### Written task
Convert the listing, from its start up to and including the line with "[0,0,533,533]", into a two-column CSV headed text and answer, with each text and its answer on one row. Quote each field, replace line breaks with spaces, and leave the pictures out.

[Dataset records]
>> begin

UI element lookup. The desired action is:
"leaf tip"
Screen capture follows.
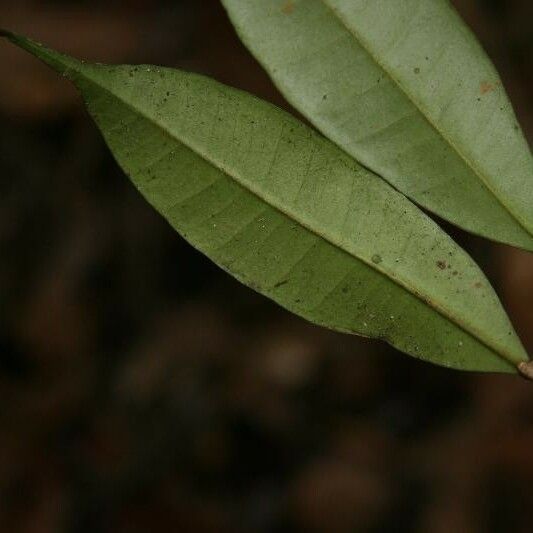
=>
[0,28,13,39]
[516,361,533,381]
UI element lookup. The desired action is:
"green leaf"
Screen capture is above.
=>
[222,0,533,250]
[3,34,527,372]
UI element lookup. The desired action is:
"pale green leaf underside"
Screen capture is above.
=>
[222,0,533,250]
[3,32,527,372]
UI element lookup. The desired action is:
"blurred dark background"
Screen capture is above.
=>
[0,0,533,533]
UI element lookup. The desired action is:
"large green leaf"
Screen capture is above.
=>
[3,34,527,372]
[222,0,533,250]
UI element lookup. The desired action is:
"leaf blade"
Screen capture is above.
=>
[223,0,533,250]
[3,32,527,372]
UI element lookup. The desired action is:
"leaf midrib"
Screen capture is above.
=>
[85,75,516,366]
[319,0,533,236]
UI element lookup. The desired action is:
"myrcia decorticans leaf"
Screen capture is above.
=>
[3,32,528,372]
[222,0,533,250]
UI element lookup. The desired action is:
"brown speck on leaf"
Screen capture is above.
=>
[281,0,294,15]
[479,81,495,94]
[516,361,533,380]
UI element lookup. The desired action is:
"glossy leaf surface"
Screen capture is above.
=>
[3,35,527,372]
[222,0,533,250]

>> end

### Exercise response
text,answer
"UI element lookup. The desired action is: ""leaf tip"" Screen capture follows. =>","[0,28,13,39] [516,361,533,381]"
"UI element lookup. The desired action is: ""green leaf"" Screen capture is above. =>","[222,0,533,250] [3,34,527,372]"
"UI element lookup. The desired action is: ""pale green leaf underside"" Screen capture is above. =>","[222,0,533,250] [3,32,527,372]"
"UI element lookup. The desired action is: ""blurred dark background"" Screen capture is above. =>","[0,0,533,533]"